→ **WORK INSTRUCTIONS**:
1. In the post on marriage equality, what did Brendan Eich financially support?
2. Explain why, according to the post on marriage equality, software developers started their boycott.

Thursday, April 10, 2014

How far to take this disagreement?

Some people, like me and most people I know, support marriage equality that permits marriage regardless of gender or sexual orientation. I write about this a lot because I love being married, and I know many people for whom this bond is the best part of life. So I want anyone to be able to share in this blessing.

What about the people who disagree? I've written about my respect for those who sincerely believe that same-sex sexual relationships are wrong or that same-sex marriage is wrong. I've also written that those against marriage equality should stop objecting and stop denying the civil rights of others.

Am I totally confused? I hope not. I see a big picture with lots of people in it. Most of the people are good and have honest intentions, yet they often end up disagreeing. I'm not going to demonize a good person just for holding a belief I find mistaken. For a loud, obnoxious person, I'm going to disagree a lot more loudly.

Theory in practice

So, what kind of person is Brendan Eich, the CEO of Mozilla who just resigned under a cloud due to his contribution in favor of an anti-marriage-equality proposition in California?

I don't know what kind of person he is. In my research, I didn't find that he's been a vocal opponent of marriage equality. He was a co-founder of Mozilla, and has worked for years in the open source software movement. As far as we know, he didn't harass gay coworkers and he didn't broadcast his political views through the workplace.

So what did he do that was offensive, harassing, or unacceptable? Some are saying that his financial support for Prop 8 in California is over the line. Software developers, including this one, joined together to begin a boycott. Not because Eich just made the contribution (it was five years ago), or because he just started working for Mozilla, or because he was just promoted to CEO. They started the boycott because they wanted an apology, and he refused to give it. So he was forced to resign.

→ **EXCERPTED DATA**:
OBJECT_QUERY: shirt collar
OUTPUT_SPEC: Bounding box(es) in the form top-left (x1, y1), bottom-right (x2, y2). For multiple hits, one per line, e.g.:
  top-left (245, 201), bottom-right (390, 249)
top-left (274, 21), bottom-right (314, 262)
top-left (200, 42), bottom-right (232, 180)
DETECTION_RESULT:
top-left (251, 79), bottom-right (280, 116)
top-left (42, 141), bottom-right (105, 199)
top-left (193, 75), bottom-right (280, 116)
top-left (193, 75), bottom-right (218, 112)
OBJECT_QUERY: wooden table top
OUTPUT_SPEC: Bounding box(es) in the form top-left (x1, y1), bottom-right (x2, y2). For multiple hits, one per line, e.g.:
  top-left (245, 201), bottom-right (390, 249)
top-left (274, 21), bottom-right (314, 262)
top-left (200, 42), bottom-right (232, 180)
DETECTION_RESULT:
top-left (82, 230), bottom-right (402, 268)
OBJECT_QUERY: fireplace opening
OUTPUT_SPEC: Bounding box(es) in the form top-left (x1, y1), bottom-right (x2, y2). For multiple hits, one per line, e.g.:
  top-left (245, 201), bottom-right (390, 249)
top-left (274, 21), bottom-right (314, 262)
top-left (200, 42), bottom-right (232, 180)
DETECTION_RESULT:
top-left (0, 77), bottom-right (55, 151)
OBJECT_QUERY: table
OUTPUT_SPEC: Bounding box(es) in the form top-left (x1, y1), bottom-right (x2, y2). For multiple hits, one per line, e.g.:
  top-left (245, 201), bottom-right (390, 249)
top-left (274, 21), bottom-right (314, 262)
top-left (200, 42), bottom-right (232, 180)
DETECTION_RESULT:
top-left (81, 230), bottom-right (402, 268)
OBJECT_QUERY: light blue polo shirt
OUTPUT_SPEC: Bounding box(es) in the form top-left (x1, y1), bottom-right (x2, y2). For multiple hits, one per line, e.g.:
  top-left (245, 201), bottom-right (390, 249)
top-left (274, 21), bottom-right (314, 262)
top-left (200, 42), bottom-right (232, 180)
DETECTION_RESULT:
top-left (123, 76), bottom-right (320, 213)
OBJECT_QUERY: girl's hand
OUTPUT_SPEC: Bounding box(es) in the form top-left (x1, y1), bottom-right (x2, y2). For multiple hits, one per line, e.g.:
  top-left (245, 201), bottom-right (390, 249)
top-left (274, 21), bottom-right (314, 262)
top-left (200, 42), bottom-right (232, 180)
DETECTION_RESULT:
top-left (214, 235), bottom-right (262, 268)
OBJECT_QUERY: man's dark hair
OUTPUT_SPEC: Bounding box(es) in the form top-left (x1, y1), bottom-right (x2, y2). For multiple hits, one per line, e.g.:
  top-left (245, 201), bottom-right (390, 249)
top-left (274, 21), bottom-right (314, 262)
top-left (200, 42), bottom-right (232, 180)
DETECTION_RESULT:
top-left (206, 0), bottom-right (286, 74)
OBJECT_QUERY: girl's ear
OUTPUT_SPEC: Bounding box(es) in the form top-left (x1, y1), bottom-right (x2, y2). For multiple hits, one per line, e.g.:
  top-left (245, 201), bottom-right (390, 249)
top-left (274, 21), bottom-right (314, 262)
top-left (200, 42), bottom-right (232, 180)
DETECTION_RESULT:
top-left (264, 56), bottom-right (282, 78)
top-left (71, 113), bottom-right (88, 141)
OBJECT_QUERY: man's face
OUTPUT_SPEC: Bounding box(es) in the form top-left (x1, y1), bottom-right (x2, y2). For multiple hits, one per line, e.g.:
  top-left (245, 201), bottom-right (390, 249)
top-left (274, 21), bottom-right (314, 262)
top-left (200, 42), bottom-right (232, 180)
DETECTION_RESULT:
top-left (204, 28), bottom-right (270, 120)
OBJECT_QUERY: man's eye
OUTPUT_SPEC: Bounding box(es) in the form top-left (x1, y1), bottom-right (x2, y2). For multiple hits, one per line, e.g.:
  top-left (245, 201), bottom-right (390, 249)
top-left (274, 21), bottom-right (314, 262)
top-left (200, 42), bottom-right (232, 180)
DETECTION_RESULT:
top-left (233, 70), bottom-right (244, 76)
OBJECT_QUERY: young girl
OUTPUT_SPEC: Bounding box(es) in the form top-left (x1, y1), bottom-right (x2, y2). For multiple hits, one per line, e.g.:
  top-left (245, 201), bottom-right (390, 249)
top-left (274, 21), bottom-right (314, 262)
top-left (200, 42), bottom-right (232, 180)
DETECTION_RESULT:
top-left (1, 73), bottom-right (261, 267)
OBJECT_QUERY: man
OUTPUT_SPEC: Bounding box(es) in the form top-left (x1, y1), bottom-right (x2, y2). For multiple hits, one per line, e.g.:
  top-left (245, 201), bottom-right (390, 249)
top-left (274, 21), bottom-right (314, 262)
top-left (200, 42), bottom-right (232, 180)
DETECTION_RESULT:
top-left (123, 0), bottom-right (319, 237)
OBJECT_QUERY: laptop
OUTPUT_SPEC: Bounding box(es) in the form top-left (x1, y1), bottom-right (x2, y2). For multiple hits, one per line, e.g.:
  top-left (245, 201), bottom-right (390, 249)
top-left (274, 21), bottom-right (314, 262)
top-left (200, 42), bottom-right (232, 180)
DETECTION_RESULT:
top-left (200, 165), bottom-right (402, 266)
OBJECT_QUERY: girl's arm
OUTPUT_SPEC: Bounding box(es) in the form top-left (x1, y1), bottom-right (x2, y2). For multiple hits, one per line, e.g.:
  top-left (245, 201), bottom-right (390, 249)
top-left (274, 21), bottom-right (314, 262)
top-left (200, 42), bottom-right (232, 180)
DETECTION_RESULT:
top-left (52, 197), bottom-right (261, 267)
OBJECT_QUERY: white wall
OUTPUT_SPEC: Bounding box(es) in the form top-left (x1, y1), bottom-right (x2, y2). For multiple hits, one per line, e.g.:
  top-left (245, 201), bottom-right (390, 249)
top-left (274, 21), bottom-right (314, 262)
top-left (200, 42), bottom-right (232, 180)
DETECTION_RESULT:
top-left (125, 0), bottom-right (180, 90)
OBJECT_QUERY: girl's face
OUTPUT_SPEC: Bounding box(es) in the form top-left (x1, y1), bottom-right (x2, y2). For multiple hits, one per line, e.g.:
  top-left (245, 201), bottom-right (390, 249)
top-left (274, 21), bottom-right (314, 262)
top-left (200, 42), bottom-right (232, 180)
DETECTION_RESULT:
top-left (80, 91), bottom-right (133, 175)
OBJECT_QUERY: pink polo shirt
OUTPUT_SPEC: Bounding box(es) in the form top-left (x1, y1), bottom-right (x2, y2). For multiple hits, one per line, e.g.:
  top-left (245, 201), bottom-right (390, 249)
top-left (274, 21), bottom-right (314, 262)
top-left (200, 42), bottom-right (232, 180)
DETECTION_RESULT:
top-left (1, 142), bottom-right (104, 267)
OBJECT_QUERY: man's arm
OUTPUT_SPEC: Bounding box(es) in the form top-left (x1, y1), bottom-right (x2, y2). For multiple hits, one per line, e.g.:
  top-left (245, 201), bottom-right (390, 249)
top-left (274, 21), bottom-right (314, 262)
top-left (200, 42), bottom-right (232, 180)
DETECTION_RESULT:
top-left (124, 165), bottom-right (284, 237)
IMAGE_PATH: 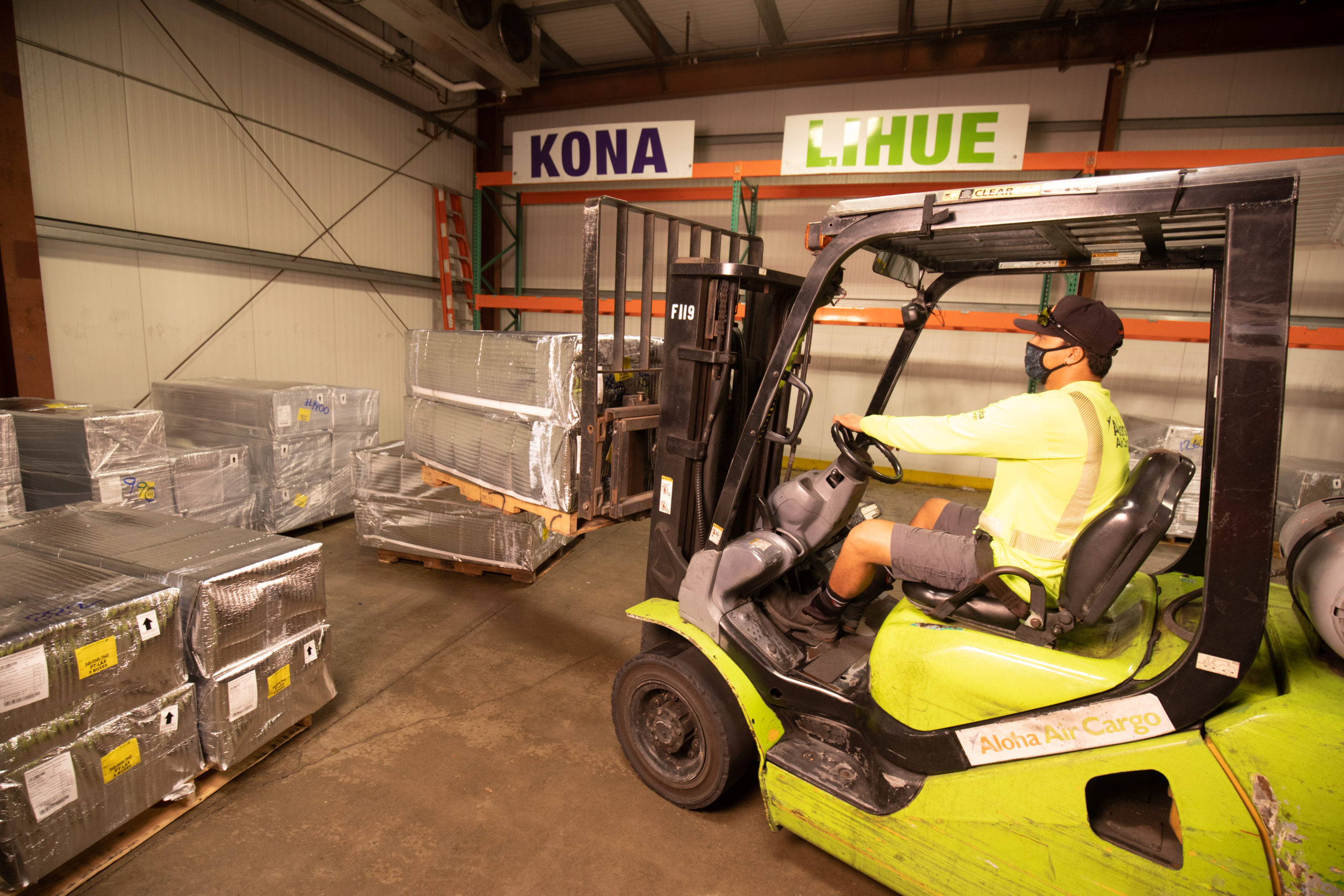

→ **LIST OF SOLUTIONS**:
1. He financially supported Prop 8, an anti-marriage-equality proposition in California.

2. They started the boycott because they wanted an apology from Brendan Eich and he refused to give one. The post says the cause was not the timing of his contribution, his start at Mozilla, or his promotion to CEO.